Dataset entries
####################

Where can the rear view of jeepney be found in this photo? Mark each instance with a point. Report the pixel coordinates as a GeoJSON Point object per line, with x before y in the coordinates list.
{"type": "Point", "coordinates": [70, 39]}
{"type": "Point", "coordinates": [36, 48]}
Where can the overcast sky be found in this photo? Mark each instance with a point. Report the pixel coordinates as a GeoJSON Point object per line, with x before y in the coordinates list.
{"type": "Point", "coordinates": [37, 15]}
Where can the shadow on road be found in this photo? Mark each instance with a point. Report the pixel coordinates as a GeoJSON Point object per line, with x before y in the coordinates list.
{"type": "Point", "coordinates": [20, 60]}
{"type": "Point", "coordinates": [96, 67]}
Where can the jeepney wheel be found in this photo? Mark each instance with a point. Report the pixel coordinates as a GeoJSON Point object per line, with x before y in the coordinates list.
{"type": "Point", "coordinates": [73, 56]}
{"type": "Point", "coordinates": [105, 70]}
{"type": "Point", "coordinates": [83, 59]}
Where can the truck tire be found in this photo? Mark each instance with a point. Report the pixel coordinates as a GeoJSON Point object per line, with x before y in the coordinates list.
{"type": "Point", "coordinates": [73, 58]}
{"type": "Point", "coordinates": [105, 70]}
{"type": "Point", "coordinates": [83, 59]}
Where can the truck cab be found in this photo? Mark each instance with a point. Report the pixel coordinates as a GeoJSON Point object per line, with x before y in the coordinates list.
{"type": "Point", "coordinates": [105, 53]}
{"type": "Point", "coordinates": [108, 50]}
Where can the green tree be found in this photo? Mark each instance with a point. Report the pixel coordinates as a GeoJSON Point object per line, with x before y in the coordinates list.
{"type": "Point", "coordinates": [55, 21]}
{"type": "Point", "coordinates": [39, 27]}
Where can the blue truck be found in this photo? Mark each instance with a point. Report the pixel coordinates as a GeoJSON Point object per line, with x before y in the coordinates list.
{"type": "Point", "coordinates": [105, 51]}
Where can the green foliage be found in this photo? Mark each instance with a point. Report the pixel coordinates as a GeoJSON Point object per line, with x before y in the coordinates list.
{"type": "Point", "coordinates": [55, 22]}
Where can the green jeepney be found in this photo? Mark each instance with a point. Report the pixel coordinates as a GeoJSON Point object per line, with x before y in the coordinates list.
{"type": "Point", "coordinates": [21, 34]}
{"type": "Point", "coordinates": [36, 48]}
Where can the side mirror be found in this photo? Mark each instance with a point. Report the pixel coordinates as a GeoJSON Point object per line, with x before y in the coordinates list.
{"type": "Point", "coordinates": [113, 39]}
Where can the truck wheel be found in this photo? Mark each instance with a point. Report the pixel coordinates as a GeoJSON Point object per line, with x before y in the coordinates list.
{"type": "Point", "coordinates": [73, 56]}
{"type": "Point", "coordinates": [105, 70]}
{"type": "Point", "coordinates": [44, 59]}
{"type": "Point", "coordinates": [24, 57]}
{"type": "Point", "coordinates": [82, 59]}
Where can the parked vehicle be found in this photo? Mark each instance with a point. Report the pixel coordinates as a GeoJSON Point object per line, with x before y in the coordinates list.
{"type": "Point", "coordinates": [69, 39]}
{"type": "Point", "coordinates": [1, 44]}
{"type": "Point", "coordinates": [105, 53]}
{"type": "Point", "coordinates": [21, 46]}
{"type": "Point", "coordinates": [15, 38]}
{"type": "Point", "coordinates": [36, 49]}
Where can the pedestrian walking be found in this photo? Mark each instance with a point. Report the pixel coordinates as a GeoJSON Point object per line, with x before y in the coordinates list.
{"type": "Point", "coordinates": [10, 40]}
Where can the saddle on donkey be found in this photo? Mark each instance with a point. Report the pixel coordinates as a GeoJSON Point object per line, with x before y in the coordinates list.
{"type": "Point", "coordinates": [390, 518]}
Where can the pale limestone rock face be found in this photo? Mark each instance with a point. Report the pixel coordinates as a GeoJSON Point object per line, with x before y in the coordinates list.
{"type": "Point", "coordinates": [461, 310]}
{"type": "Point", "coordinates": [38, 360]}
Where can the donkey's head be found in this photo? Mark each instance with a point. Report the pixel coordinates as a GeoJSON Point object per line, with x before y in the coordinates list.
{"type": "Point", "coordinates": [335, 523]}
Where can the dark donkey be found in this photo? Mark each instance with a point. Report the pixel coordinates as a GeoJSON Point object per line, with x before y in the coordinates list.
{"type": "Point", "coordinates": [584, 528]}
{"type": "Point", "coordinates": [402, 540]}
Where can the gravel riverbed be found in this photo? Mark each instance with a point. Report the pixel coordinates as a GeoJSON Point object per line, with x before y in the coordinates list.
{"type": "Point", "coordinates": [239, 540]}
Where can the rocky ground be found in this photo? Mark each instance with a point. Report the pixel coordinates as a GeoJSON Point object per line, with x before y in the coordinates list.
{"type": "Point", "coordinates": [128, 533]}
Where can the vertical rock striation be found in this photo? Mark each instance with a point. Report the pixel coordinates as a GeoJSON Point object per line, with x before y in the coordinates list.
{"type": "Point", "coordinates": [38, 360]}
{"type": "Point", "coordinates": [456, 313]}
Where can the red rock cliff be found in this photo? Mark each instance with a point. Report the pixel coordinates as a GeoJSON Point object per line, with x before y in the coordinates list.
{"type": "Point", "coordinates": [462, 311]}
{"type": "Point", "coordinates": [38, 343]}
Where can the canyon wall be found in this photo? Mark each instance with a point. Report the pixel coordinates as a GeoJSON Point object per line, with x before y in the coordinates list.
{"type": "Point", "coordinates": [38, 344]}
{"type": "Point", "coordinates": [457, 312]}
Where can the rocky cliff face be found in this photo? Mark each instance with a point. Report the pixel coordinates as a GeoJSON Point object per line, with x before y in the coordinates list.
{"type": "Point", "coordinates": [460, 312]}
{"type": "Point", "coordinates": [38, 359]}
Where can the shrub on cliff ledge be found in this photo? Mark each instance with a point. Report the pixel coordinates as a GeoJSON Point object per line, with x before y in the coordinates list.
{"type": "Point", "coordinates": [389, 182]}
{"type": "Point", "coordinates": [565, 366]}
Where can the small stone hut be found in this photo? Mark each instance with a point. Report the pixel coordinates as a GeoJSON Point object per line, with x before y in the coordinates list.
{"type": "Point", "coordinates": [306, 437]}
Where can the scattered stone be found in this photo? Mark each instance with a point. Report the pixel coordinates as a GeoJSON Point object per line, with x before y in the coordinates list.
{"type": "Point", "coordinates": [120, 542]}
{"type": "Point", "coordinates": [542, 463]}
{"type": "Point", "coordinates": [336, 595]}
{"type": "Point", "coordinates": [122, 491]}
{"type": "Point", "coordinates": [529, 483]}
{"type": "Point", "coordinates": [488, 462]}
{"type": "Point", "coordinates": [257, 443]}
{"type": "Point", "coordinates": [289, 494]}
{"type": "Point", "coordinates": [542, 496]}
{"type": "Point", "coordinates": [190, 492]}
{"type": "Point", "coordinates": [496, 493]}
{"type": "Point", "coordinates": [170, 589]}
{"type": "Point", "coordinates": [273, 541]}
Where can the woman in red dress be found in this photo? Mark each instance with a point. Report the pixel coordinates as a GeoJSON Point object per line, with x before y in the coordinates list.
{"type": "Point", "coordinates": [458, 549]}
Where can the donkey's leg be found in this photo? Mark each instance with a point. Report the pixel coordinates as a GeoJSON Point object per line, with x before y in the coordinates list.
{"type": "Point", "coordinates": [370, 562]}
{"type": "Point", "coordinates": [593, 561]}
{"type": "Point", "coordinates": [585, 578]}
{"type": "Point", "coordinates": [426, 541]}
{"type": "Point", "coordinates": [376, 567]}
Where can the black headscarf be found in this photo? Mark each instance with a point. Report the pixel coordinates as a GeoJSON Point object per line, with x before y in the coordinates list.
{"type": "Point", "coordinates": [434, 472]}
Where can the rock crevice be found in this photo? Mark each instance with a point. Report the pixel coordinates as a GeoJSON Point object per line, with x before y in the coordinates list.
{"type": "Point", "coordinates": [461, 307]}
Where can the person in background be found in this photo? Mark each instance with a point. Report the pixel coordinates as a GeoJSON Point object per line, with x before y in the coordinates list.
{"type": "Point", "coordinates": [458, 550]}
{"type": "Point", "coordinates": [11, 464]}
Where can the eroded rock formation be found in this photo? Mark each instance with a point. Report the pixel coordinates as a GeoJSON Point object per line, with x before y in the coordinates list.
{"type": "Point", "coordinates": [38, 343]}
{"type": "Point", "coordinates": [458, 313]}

####################

TASK ->
Start at the line with "Where can the person" and stop at the end of the records. Write those lines out exactly and add nothing.

ANSWER TO THIS TASK ->
Where can the person in background be found in this photo? Mark each instance with a point. Report the pixel coordinates as a GeoJSON Point object per line, with x before y in the coordinates list.
{"type": "Point", "coordinates": [458, 550]}
{"type": "Point", "coordinates": [11, 464]}
Where can the eroded rock formation be found in this photo? Mark each instance with a point. Report the pixel coordinates as a GeoJSON Point object per line, with x before y in the coordinates list.
{"type": "Point", "coordinates": [38, 343]}
{"type": "Point", "coordinates": [458, 313]}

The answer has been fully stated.